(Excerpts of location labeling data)
>> begin
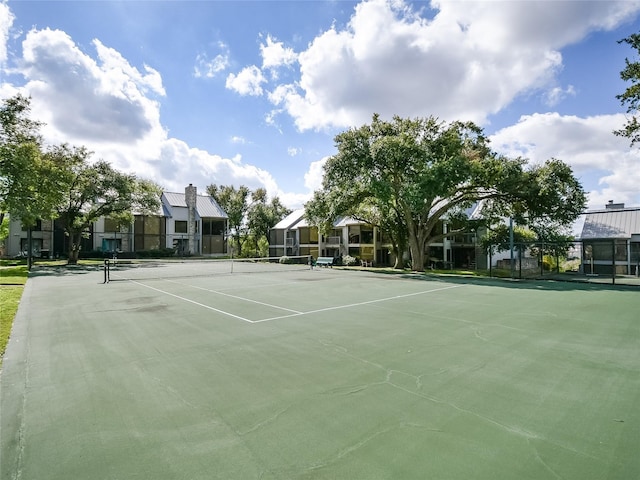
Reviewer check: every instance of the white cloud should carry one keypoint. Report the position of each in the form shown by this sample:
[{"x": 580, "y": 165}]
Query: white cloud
[
  {"x": 84, "y": 100},
  {"x": 247, "y": 82},
  {"x": 293, "y": 151},
  {"x": 556, "y": 94},
  {"x": 313, "y": 177},
  {"x": 112, "y": 108},
  {"x": 210, "y": 68},
  {"x": 603, "y": 162},
  {"x": 275, "y": 54},
  {"x": 6, "y": 21},
  {"x": 469, "y": 61}
]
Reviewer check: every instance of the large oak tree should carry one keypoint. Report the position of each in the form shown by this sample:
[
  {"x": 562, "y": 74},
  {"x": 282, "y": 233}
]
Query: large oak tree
[
  {"x": 631, "y": 96},
  {"x": 422, "y": 171}
]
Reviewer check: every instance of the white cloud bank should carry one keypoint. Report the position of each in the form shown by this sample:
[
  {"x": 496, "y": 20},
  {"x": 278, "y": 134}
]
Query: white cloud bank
[
  {"x": 605, "y": 164},
  {"x": 467, "y": 62}
]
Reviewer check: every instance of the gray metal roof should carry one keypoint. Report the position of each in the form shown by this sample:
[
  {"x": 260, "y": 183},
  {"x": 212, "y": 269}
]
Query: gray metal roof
[
  {"x": 206, "y": 206},
  {"x": 290, "y": 220},
  {"x": 175, "y": 199},
  {"x": 611, "y": 224}
]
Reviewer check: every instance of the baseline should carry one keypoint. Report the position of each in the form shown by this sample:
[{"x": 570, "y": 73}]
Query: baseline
[
  {"x": 237, "y": 297},
  {"x": 208, "y": 307},
  {"x": 351, "y": 305},
  {"x": 295, "y": 313}
]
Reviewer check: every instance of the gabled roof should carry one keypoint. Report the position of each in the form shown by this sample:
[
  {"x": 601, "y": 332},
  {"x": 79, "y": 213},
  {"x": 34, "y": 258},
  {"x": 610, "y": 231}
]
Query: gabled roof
[
  {"x": 290, "y": 220},
  {"x": 206, "y": 206},
  {"x": 611, "y": 223}
]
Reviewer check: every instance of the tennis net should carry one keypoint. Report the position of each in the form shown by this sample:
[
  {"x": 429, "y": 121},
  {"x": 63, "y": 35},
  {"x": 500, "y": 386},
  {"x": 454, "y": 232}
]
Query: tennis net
[{"x": 182, "y": 268}]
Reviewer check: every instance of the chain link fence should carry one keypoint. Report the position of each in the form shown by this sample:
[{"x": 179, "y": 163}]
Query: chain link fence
[{"x": 595, "y": 261}]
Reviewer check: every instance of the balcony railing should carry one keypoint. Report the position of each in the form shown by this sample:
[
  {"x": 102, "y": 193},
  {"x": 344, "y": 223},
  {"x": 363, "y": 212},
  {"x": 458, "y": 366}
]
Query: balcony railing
[{"x": 334, "y": 241}]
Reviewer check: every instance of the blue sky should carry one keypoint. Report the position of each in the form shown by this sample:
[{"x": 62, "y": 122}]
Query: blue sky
[{"x": 254, "y": 92}]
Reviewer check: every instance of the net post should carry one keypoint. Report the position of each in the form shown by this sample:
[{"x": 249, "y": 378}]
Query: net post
[{"x": 106, "y": 270}]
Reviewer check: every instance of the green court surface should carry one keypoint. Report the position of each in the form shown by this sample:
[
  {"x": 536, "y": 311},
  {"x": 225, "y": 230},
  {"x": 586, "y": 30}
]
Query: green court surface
[{"x": 320, "y": 374}]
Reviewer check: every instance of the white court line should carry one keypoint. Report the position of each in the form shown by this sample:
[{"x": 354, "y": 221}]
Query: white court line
[
  {"x": 237, "y": 297},
  {"x": 339, "y": 307},
  {"x": 296, "y": 314},
  {"x": 194, "y": 302}
]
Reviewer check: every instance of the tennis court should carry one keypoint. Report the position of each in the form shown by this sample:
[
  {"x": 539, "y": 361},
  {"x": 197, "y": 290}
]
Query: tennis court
[{"x": 320, "y": 373}]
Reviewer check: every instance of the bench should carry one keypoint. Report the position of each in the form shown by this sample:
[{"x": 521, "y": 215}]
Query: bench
[{"x": 325, "y": 261}]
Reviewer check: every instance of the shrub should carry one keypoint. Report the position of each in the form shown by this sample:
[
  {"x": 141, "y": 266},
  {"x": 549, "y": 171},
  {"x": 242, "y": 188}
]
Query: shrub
[{"x": 349, "y": 261}]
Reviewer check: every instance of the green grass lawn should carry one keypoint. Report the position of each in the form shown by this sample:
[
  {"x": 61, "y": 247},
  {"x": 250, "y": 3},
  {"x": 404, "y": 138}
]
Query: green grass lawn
[{"x": 12, "y": 280}]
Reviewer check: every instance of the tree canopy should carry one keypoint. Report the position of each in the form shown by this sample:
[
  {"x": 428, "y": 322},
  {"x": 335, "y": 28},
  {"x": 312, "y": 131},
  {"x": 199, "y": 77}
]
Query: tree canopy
[
  {"x": 27, "y": 185},
  {"x": 249, "y": 213},
  {"x": 95, "y": 190},
  {"x": 61, "y": 182},
  {"x": 415, "y": 173},
  {"x": 631, "y": 96}
]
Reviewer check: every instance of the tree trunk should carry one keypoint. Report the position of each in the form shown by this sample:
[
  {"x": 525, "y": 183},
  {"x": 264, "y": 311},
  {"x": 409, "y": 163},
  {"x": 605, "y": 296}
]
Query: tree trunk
[
  {"x": 416, "y": 247},
  {"x": 74, "y": 248},
  {"x": 416, "y": 244}
]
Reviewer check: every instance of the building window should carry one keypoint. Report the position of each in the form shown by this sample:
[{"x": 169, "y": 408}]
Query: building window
[
  {"x": 212, "y": 227},
  {"x": 181, "y": 226},
  {"x": 35, "y": 228},
  {"x": 110, "y": 225},
  {"x": 366, "y": 233}
]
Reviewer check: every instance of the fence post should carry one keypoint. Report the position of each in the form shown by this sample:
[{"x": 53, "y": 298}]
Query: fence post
[{"x": 613, "y": 263}]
>> end
[What is required]: Rewrite all of the records above, changing "keypoint" to "marker" wherever it appears and keeping everything else the same. Omit the pictures from your version.

[Exercise result]:
Reviewer check: every instance of the white cloud should carry one marker. Report the position of each in the form shown by this sample:
[{"x": 580, "y": 165}]
Query: white cloud
[
  {"x": 84, "y": 100},
  {"x": 247, "y": 82},
  {"x": 293, "y": 151},
  {"x": 556, "y": 94},
  {"x": 313, "y": 177},
  {"x": 112, "y": 108},
  {"x": 210, "y": 68},
  {"x": 603, "y": 162},
  {"x": 275, "y": 54},
  {"x": 6, "y": 21},
  {"x": 469, "y": 61}
]
Reviewer check: every instance of the large oak tree should carry one marker. Report the position of each in the form shown by this sample:
[
  {"x": 562, "y": 74},
  {"x": 282, "y": 233}
]
Query: large oak tree
[
  {"x": 631, "y": 96},
  {"x": 422, "y": 171}
]
Reviewer check: every instance of the white cloud bank should carry one marker. Report the position of each in the form shown by this sample:
[
  {"x": 496, "y": 20},
  {"x": 278, "y": 134}
]
Query: white cloud bank
[
  {"x": 605, "y": 164},
  {"x": 467, "y": 62}
]
Reviewer check: every instance of the gray metal roof should carry one marker. Report the position of each in the form shown by this sample:
[
  {"x": 260, "y": 183},
  {"x": 212, "y": 269}
]
Query: gray metal roof
[
  {"x": 206, "y": 206},
  {"x": 290, "y": 220},
  {"x": 175, "y": 199},
  {"x": 611, "y": 224}
]
Reviewer check: every instance of the baseline should carry one marker. Report the position of each in the form shown by this sample:
[{"x": 570, "y": 73}]
Query: baseline
[
  {"x": 237, "y": 297},
  {"x": 208, "y": 307},
  {"x": 351, "y": 305},
  {"x": 295, "y": 313}
]
Reviewer check: every instance of the gabled roof should carry one marker. Report the position of each in the form shown by this sample:
[
  {"x": 601, "y": 332},
  {"x": 79, "y": 213},
  {"x": 34, "y": 258},
  {"x": 610, "y": 231}
]
Query: gabled roof
[
  {"x": 290, "y": 220},
  {"x": 206, "y": 206},
  {"x": 611, "y": 223}
]
Reviewer check: every instance of the tennis net should carry one marker. Report the position of each in the form shown by this sample:
[
  {"x": 429, "y": 121},
  {"x": 63, "y": 35},
  {"x": 500, "y": 386},
  {"x": 454, "y": 232}
]
Query: tennis net
[{"x": 182, "y": 268}]
Reviewer check: every instance of the chain link fence should carry one marker. Report the position of each in the form shown by this sample:
[{"x": 179, "y": 163}]
Query: chain link fence
[{"x": 595, "y": 261}]
Reviewer check: every instance of the balcony railing should carry one marker. Report the position of each in the form shown by this sample:
[
  {"x": 102, "y": 193},
  {"x": 344, "y": 223},
  {"x": 363, "y": 212},
  {"x": 458, "y": 366}
]
Query: balcony railing
[{"x": 334, "y": 241}]
Reviewer check: every instance of the blue sky should carry one marker. Report the position of each in the form shown by this sample:
[{"x": 62, "y": 122}]
Query: blue sky
[{"x": 254, "y": 92}]
Reviewer check: every instance of the net post should carry one marker. Report the position of each in the form shown by this sample:
[{"x": 249, "y": 378}]
Query: net post
[{"x": 106, "y": 270}]
Reviewer check: every instance of the green court surface should carry one marker. Report the position of each in the form shown by this sample:
[
  {"x": 536, "y": 311},
  {"x": 225, "y": 230},
  {"x": 586, "y": 30}
]
Query: green court surface
[{"x": 320, "y": 374}]
Reviewer check: every instance of the white court line should carry one marker. Report the position of each in the form shown by this sample:
[{"x": 354, "y": 221}]
Query: white court line
[
  {"x": 237, "y": 297},
  {"x": 339, "y": 307},
  {"x": 296, "y": 314},
  {"x": 194, "y": 302}
]
Reviewer check: every instance of the tennis court should carry one marker. Report the position of each in the form shown by this sample:
[
  {"x": 539, "y": 361},
  {"x": 197, "y": 290}
]
Query: tennis court
[{"x": 320, "y": 373}]
Reviewer check: every instance of the bench should carry one marker. Report the position of each in the form shown by this sample:
[{"x": 521, "y": 215}]
Query: bench
[{"x": 325, "y": 261}]
Reviewer check: every instance of the shrub should carry one marker. Report the position of each in the form shown by this sample:
[
  {"x": 141, "y": 266},
  {"x": 549, "y": 171},
  {"x": 242, "y": 188}
]
Query: shrub
[{"x": 349, "y": 261}]
Reviewer check: every instance of the green grass lawn should carry one marker. Report the position of each in the form shown by this sample:
[
  {"x": 61, "y": 247},
  {"x": 250, "y": 3},
  {"x": 404, "y": 138}
]
Query: green grass lawn
[{"x": 12, "y": 280}]
Reviewer check: every instance of the tree canopy should carry one marker. Report the position of each in the form shown by this sample:
[
  {"x": 428, "y": 322},
  {"x": 335, "y": 28},
  {"x": 312, "y": 131},
  {"x": 199, "y": 77}
]
Query: tree canopy
[
  {"x": 27, "y": 185},
  {"x": 249, "y": 213},
  {"x": 95, "y": 190},
  {"x": 61, "y": 182},
  {"x": 415, "y": 173},
  {"x": 631, "y": 96}
]
Reviewer check: every instance of the tree trunk should carry one marker. Report the position of each in the form shown by this sample:
[
  {"x": 525, "y": 183},
  {"x": 264, "y": 311},
  {"x": 409, "y": 163},
  {"x": 605, "y": 296}
]
Query: tree trunk
[
  {"x": 416, "y": 247},
  {"x": 74, "y": 248},
  {"x": 416, "y": 244}
]
Reviewer check: every instance of the building window should carry one marker. Report the position of each in the form shown by this sample:
[{"x": 169, "y": 408}]
Query: building window
[
  {"x": 212, "y": 227},
  {"x": 181, "y": 226},
  {"x": 35, "y": 228},
  {"x": 110, "y": 225},
  {"x": 366, "y": 233}
]
Reviewer check: every instance of the fence post should carry one marker. Report the position of each in the form shown by this sample:
[{"x": 53, "y": 298}]
Query: fence post
[{"x": 613, "y": 263}]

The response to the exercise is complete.